§ **Problem description**
Transcribe the records below exactly.

[Point-per-instance localization data]

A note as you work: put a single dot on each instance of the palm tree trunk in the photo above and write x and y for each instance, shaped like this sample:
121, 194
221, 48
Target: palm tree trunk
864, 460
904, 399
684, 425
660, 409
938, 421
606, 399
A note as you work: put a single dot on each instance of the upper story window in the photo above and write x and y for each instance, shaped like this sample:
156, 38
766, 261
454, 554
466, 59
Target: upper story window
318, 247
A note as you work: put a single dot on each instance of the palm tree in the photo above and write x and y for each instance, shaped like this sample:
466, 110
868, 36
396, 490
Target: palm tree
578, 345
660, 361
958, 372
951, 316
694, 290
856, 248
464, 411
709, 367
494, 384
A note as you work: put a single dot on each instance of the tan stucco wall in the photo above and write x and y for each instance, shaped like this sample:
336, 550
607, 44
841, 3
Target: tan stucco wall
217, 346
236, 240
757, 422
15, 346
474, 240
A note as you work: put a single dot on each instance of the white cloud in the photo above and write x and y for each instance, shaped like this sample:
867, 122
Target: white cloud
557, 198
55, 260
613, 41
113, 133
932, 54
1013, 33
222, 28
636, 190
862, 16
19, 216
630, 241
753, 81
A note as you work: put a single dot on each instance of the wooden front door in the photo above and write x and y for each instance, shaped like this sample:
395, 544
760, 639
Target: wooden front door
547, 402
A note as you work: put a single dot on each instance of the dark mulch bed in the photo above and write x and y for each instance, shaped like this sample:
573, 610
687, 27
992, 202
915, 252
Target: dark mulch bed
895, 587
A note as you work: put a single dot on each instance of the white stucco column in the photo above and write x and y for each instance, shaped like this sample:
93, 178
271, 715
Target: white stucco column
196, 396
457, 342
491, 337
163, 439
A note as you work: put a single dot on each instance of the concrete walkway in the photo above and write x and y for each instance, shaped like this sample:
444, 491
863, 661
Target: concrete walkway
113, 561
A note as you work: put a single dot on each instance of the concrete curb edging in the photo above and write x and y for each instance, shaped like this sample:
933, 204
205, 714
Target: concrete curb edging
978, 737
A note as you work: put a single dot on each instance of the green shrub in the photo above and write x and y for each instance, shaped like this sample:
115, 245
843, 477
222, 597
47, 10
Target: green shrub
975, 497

§ **Task solution**
A note as you work: put a single dot on each instance of the palm tree trunk in the photo above and write x and y for each instance, shaped like this sample:
121, 194
221, 48
Target: palm tree trunk
864, 460
904, 399
684, 425
660, 409
938, 421
606, 399
A note as you work: put a single dot on each instance of the upper story window in the photo above and write x and y for each instance, shaped like this sample:
156, 38
766, 261
454, 554
466, 59
Target: upper story window
318, 247
A note as you work: put a single dot on each instance of the palm tree in the photo above and write x and y for each instance, shaped like this sample:
466, 110
868, 36
396, 490
Target: palm tree
578, 345
660, 361
958, 372
951, 316
694, 290
856, 248
464, 411
709, 367
494, 384
A note as you work: put a single dot on each instance of the tan stucco wall in the photo above and write x and y for each instance, shaped like this sample:
336, 550
607, 44
841, 3
Target: tan stucco wall
217, 346
236, 240
757, 422
15, 346
474, 240
A note as you work: put a single dot on each instance of the white cloud in the photo above and write x and y for each instance, shaped like this sample:
867, 122
Target: white cloud
557, 198
55, 260
613, 41
113, 133
932, 54
1013, 33
222, 28
636, 190
862, 16
19, 216
630, 241
753, 81
A note as you work: put a single dot on each instance of the wooden front door in the photo above and write x and y for each instance, shaped like this sample:
395, 544
760, 639
Target: wooden front door
547, 402
A note as you work: put a single dot on each instance of the dark mulch bed in the photo above and write x and y for each instance, shaped like this sample:
573, 610
687, 27
992, 202
915, 252
Target: dark mulch bed
895, 587
A note as you work: put a single dot on each instance of the white stucco column in the photo above and write x and y for each instance, shaped like this sample:
93, 178
271, 715
Target: white stucco column
196, 396
457, 342
491, 337
163, 439
A note as you work: put a single dot on each instance of the concrete walkway in the photo above and write x and y for each instance, shaped like this sample:
444, 491
863, 661
Target: concrete walkway
113, 561
A note as you work: put a single dot on each instance of the concrete curb edging in the photo above and write x and y for each instance, shaped like this sample:
933, 204
205, 714
Target: concrete curb edging
978, 737
A note as you work: put a single dot on each instance of the green shrub in the photo above and write x and y for each instance, shaped like this sample:
115, 245
843, 477
222, 597
47, 10
Target: green shrub
975, 497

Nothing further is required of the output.